----- EXCERPTED DATA

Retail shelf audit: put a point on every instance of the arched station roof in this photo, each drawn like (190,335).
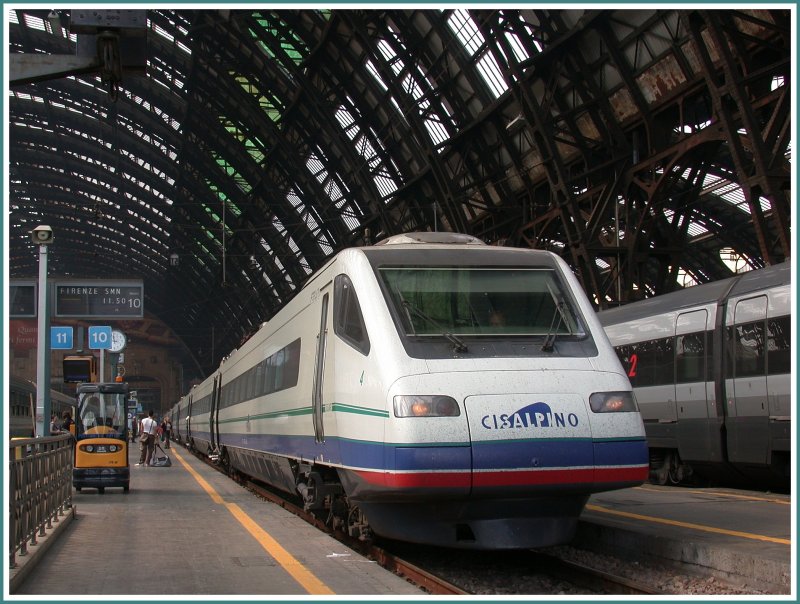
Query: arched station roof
(645,146)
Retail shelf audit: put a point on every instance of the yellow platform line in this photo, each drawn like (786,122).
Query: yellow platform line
(299,572)
(697,527)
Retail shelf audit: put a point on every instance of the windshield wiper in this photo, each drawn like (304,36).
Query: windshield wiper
(458,345)
(552,333)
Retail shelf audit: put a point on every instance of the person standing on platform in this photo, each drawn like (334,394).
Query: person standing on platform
(68,423)
(147,430)
(167,432)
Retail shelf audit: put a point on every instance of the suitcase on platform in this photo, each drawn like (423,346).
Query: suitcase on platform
(160,461)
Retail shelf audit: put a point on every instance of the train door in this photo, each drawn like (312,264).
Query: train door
(213,417)
(746,387)
(322,369)
(188,422)
(695,430)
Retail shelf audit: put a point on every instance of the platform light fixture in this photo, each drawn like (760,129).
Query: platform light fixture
(42,236)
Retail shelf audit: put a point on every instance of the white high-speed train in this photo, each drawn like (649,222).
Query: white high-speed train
(431,389)
(711,369)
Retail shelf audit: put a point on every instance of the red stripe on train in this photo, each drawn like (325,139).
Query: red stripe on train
(512,478)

----------

## DO THIS
Rewrite all the rows above, replacing every "put a point on" with "mark" and changing nothing else. Leave out the pictures.

## EXERCISE SOLUTION
Retail shelf audit: mark every instance of the arched station roof in this photo, each drawn like (190,335).
Query: arched station roof
(645,146)
Retail shelf audit: mark every instance of the yellow platform line in this photo, each drawn like (786,122).
Query: yellow platform line
(299,572)
(697,527)
Retail shelf audit: mark every instance of the windshield wiper in this photo, each drawn like (304,36).
Query: windshield wiper
(458,345)
(552,333)
Retail shelf audit: mark every instance of the person standing on platform in this photo, each drawn like (334,394).
Query: person standing on platform
(68,423)
(147,430)
(167,432)
Retail shelf audit: mark every instance of the suitcase on platform in this photo, each drawn like (423,346).
Query: suitcase on platform
(160,461)
Retail shelf audit: mark every instance of the train door in this photo, each drawn like (312,264).
Query: train door
(213,417)
(746,387)
(322,369)
(188,422)
(695,430)
Retail shelf audit: mark every instance of the platform light fixture in this photo, each drawn like (760,129).
Query: platform light fixture
(42,236)
Retail shelf audit: mark every instance of the white high-speed train in this photo, each drawn like (649,222).
Query: white high-speed train
(431,389)
(711,369)
Retail shelf audit: mark every instance of the red stripe on train in this photo, each drawn like (325,139).
Query: red stripe on train
(512,478)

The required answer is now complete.